:: Stated goal ::
Starting at the line that contains "Mark every instance of the wooden fence" and continuing through the end of the listing, give those lines as a Markdown table with the columns Row and Line. Number each row and omit any blank lines.

----

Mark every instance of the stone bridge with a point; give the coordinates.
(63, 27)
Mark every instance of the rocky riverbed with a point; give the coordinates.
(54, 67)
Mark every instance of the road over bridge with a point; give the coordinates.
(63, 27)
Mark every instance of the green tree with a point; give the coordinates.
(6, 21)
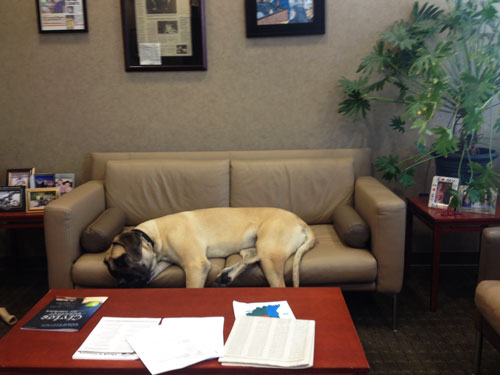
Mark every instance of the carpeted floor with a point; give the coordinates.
(426, 343)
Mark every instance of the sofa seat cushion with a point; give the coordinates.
(487, 300)
(90, 271)
(148, 189)
(329, 262)
(310, 188)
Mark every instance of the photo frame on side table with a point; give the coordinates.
(12, 198)
(37, 199)
(486, 206)
(164, 35)
(267, 19)
(440, 196)
(19, 177)
(62, 16)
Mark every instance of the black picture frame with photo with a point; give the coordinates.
(12, 198)
(62, 16)
(284, 18)
(196, 60)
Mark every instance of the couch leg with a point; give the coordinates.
(478, 352)
(395, 312)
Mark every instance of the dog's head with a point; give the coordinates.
(131, 259)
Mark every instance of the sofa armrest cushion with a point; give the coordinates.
(350, 227)
(99, 234)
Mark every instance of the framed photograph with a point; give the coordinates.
(164, 35)
(19, 177)
(284, 17)
(44, 180)
(440, 194)
(62, 16)
(486, 206)
(65, 182)
(12, 198)
(37, 199)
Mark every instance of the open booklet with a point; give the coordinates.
(267, 342)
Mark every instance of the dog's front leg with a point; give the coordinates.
(196, 272)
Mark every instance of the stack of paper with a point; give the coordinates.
(269, 342)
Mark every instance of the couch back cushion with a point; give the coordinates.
(311, 188)
(147, 189)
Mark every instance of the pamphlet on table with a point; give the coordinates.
(67, 314)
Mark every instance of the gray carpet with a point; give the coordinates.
(426, 343)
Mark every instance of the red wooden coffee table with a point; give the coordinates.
(337, 347)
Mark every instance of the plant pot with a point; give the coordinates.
(449, 166)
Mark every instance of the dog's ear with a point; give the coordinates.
(132, 243)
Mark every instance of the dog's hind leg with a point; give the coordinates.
(196, 272)
(229, 274)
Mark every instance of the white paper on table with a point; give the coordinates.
(252, 309)
(108, 339)
(179, 342)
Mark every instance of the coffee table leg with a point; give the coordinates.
(436, 248)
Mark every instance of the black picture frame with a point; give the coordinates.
(258, 27)
(196, 61)
(12, 198)
(73, 13)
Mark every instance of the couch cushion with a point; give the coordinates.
(90, 271)
(100, 233)
(311, 188)
(351, 228)
(147, 189)
(487, 300)
(329, 262)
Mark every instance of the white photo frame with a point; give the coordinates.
(439, 196)
(487, 206)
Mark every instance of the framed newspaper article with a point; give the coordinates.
(284, 17)
(55, 16)
(164, 35)
(441, 188)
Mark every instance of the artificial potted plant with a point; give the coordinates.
(444, 67)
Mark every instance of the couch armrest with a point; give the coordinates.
(489, 262)
(64, 221)
(385, 213)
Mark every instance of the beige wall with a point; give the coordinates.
(65, 95)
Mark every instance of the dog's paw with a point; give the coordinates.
(223, 279)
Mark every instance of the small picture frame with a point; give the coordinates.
(19, 177)
(62, 16)
(486, 206)
(284, 18)
(65, 182)
(12, 198)
(44, 180)
(37, 199)
(440, 194)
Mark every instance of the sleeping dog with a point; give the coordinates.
(188, 239)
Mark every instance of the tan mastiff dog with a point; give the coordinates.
(188, 239)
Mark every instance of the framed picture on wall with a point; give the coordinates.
(441, 188)
(12, 198)
(284, 17)
(37, 199)
(164, 35)
(19, 177)
(66, 16)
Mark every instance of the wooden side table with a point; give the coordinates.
(441, 221)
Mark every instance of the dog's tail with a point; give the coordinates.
(306, 246)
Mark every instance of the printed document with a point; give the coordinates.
(267, 342)
(108, 339)
(179, 342)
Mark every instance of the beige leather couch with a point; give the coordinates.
(310, 183)
(487, 296)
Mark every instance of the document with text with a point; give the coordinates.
(270, 342)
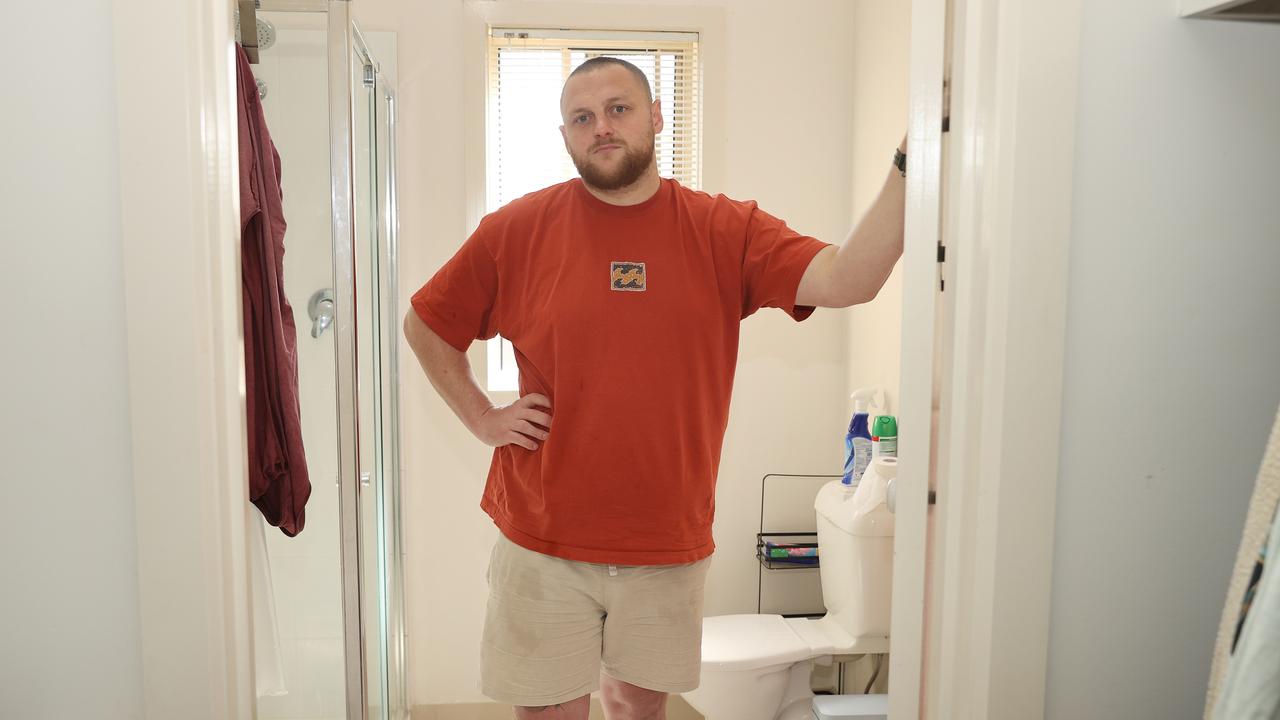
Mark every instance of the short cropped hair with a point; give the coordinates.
(600, 62)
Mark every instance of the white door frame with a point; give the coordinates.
(1008, 181)
(181, 249)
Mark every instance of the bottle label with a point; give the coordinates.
(856, 459)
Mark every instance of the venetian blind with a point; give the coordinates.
(526, 71)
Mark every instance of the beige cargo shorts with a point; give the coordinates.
(553, 625)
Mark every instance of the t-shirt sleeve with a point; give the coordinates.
(458, 301)
(775, 259)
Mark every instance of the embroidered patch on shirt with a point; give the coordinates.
(627, 277)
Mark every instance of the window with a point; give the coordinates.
(525, 153)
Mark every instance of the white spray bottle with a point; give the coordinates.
(858, 441)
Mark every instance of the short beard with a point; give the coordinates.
(634, 164)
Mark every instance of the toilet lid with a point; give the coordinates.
(749, 642)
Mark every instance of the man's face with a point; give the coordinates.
(609, 127)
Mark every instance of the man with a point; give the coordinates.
(621, 294)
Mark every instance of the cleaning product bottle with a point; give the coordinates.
(885, 437)
(858, 441)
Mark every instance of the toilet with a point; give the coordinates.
(758, 666)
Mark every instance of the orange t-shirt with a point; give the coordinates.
(627, 319)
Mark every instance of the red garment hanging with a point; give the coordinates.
(278, 482)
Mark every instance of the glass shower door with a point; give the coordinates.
(378, 322)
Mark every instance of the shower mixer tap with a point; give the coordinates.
(320, 308)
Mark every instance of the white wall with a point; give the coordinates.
(777, 130)
(69, 610)
(1173, 350)
(882, 42)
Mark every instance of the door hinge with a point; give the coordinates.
(942, 258)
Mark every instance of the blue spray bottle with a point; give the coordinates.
(858, 441)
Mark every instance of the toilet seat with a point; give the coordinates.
(750, 642)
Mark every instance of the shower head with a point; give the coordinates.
(265, 32)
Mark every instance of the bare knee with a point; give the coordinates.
(572, 710)
(624, 701)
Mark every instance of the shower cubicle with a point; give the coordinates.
(328, 604)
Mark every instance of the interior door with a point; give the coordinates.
(927, 319)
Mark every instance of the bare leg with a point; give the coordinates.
(572, 710)
(624, 701)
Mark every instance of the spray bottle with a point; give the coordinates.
(858, 441)
(885, 437)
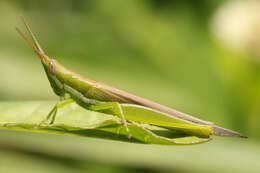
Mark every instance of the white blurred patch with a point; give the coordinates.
(237, 24)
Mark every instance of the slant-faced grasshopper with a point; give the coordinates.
(96, 96)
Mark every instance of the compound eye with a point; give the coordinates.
(52, 67)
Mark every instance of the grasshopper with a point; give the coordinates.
(100, 97)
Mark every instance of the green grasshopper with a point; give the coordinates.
(100, 97)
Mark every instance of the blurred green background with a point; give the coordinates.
(167, 51)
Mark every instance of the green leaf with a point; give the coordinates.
(75, 120)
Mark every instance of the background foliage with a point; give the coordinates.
(161, 50)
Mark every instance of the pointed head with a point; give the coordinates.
(50, 65)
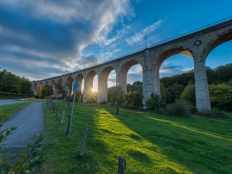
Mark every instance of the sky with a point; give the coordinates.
(46, 38)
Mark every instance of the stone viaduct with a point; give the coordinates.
(197, 45)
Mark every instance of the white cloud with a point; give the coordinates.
(53, 33)
(138, 37)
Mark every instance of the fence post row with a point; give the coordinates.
(69, 120)
(83, 143)
(62, 119)
(121, 165)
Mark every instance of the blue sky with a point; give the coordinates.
(41, 39)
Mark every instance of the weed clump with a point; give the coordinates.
(214, 113)
(180, 108)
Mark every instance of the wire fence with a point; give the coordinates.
(95, 150)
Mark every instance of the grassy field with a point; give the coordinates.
(151, 143)
(11, 109)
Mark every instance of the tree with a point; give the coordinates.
(115, 94)
(25, 86)
(134, 98)
(221, 96)
(10, 83)
(47, 91)
(136, 86)
(39, 91)
(189, 94)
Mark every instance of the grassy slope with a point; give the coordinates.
(150, 143)
(11, 109)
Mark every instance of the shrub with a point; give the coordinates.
(221, 96)
(178, 109)
(155, 102)
(103, 102)
(189, 94)
(214, 113)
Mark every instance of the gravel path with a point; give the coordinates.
(8, 102)
(30, 121)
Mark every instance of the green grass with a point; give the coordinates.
(8, 110)
(151, 143)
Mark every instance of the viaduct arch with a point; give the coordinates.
(197, 45)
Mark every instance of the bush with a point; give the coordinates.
(214, 113)
(103, 102)
(189, 94)
(178, 109)
(155, 102)
(221, 96)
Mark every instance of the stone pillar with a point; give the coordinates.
(102, 94)
(88, 85)
(151, 82)
(201, 87)
(121, 79)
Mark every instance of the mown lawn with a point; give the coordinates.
(8, 110)
(151, 143)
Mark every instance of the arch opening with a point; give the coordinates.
(173, 72)
(130, 72)
(103, 84)
(219, 75)
(89, 94)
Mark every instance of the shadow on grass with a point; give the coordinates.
(62, 156)
(196, 149)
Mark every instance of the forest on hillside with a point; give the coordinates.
(11, 84)
(181, 87)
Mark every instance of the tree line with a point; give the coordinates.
(173, 89)
(12, 84)
(181, 87)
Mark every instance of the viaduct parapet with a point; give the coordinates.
(197, 45)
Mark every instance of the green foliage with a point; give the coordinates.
(11, 83)
(136, 86)
(221, 96)
(115, 94)
(189, 94)
(134, 98)
(214, 113)
(178, 109)
(155, 102)
(47, 91)
(27, 162)
(25, 86)
(150, 142)
(224, 73)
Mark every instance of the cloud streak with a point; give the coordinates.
(53, 33)
(138, 37)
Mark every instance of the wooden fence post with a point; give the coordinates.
(83, 143)
(121, 165)
(56, 111)
(62, 119)
(69, 120)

----

:: Answer below ::
| Row | Line |
|---|---|
| 1 | Mark every instance of the wooden fence post with a point; give the coordinates. |
| 2 | (83, 143) |
| 3 | (121, 165) |
| 4 | (56, 111) |
| 5 | (62, 119) |
| 6 | (69, 120) |